◆ What needs to be done
All lines from the one with "Target: sponsor logo on jersey" to the end of the data: return those exactly, and only those.

** Data shown follows **

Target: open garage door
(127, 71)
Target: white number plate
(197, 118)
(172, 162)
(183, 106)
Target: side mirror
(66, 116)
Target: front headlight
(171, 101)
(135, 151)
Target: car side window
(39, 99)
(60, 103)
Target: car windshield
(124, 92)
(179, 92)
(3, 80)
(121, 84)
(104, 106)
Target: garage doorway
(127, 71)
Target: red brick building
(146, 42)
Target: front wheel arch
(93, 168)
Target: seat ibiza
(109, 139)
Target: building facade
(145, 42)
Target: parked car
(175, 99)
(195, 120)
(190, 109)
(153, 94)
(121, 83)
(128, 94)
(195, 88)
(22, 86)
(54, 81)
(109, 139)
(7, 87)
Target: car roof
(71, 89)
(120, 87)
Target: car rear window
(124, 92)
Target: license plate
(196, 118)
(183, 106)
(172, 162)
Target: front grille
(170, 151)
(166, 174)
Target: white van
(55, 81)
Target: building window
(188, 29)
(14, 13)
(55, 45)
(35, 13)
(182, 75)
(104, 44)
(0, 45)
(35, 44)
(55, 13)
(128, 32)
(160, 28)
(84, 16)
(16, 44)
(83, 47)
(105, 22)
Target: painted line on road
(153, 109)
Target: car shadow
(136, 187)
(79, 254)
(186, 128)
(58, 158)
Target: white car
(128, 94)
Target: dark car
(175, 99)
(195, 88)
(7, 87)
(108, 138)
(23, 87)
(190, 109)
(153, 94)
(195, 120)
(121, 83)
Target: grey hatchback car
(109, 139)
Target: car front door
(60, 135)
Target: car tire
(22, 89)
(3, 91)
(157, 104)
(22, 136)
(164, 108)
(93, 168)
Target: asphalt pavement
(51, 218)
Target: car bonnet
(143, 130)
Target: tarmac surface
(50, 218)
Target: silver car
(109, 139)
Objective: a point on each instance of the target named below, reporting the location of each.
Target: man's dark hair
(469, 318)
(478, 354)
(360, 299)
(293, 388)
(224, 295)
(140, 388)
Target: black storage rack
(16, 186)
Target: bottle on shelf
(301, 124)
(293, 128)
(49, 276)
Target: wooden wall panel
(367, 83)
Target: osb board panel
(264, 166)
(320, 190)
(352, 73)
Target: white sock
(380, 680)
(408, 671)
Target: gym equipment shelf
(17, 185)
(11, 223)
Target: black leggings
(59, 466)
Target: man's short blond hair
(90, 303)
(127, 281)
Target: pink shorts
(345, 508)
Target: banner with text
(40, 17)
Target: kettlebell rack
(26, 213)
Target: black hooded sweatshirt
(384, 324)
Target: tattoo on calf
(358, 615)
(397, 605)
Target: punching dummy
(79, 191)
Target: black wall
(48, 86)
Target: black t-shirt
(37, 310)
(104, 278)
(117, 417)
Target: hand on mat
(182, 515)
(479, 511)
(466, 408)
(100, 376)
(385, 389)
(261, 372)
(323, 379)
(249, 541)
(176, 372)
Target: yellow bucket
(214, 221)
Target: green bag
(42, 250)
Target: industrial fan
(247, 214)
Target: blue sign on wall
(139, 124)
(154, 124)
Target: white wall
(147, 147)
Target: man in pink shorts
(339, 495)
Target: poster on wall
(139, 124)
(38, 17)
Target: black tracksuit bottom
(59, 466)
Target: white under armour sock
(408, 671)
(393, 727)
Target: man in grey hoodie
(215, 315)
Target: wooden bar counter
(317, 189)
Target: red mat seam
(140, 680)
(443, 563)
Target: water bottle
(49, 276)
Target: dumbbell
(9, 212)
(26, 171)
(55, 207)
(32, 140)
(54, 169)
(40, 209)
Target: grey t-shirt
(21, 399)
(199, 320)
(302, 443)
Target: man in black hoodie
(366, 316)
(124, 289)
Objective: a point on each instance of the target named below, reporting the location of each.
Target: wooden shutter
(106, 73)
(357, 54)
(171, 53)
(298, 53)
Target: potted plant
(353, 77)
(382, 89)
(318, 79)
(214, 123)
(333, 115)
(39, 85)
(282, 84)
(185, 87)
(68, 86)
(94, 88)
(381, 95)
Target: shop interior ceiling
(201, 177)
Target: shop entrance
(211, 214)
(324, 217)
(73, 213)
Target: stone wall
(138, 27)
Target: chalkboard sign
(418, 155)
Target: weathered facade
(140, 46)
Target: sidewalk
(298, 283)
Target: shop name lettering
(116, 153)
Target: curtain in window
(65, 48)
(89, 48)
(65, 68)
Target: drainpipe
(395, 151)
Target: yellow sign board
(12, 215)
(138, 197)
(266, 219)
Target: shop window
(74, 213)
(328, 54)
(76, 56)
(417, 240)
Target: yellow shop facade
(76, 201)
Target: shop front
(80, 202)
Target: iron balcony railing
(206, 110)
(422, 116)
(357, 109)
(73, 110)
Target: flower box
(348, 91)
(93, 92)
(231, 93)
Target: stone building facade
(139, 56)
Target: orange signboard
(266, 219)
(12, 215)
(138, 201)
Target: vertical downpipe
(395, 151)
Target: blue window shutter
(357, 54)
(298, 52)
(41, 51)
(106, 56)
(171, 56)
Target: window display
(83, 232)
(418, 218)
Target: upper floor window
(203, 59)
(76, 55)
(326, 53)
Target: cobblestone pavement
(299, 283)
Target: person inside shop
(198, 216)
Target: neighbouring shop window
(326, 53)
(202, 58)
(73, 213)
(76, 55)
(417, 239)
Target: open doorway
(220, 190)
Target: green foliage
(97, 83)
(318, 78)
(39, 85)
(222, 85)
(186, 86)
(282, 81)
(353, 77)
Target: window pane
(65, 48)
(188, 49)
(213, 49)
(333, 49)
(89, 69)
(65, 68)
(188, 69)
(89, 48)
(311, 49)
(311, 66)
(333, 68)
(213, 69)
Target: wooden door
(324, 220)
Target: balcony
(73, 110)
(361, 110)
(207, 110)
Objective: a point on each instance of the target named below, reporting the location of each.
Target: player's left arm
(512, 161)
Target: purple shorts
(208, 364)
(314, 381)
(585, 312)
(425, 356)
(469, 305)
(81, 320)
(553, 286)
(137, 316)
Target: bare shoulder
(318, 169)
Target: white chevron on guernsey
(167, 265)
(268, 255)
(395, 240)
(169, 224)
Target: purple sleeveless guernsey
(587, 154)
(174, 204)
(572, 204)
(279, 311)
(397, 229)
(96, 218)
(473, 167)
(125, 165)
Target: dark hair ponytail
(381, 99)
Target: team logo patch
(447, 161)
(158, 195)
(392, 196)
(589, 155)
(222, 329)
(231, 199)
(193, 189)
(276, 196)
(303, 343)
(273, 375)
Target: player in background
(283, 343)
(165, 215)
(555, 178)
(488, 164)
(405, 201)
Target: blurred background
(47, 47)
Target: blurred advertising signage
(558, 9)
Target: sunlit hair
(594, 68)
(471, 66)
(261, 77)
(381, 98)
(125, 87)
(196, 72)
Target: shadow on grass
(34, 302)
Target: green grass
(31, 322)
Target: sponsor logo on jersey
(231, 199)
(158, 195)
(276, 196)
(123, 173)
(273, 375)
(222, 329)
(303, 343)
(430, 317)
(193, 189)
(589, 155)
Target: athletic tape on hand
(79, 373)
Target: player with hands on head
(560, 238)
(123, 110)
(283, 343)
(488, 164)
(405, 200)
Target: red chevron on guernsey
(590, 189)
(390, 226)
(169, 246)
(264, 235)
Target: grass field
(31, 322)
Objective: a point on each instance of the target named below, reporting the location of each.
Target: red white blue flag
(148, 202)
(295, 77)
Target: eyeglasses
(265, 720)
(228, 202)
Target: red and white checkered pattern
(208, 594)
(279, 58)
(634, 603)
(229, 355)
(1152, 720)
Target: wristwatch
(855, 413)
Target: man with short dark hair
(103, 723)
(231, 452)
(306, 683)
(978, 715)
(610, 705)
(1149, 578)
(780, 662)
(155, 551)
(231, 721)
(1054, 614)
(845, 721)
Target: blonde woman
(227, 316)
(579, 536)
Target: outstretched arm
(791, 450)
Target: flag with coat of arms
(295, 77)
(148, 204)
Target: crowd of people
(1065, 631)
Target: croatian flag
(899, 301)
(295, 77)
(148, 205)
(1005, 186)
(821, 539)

** End of Data shown **

◆ Exercise solution
Target: sponsor logo on jersey
(231, 199)
(158, 195)
(276, 196)
(123, 173)
(273, 375)
(222, 329)
(303, 343)
(430, 317)
(193, 189)
(589, 155)
Target: athletic tape on hand
(79, 373)
Target: player with hands on head
(560, 238)
(123, 110)
(283, 343)
(488, 164)
(405, 200)
Target: red chevron on guernsey
(590, 189)
(390, 226)
(169, 246)
(264, 235)
Target: grass field
(31, 322)
Objective: a point on each instance of the target named below, reporting the location of each.
Target: red white blue flag
(148, 202)
(295, 77)
Target: eyeglasses
(265, 720)
(228, 202)
Target: red and white checkered pattern
(208, 594)
(279, 58)
(634, 603)
(229, 355)
(1152, 720)
Target: wristwatch
(855, 413)
Target: man with short dark hair
(103, 723)
(231, 452)
(306, 683)
(978, 715)
(610, 705)
(1149, 578)
(780, 662)
(155, 551)
(231, 721)
(1054, 614)
(845, 721)
Target: blonde woman
(227, 316)
(579, 536)
Target: outstretched arm
(791, 450)
Target: flag with coat of arms
(295, 77)
(148, 204)
Target: crowd of people
(1065, 631)
Target: croatian flag
(899, 301)
(295, 77)
(148, 205)
(1005, 186)
(821, 539)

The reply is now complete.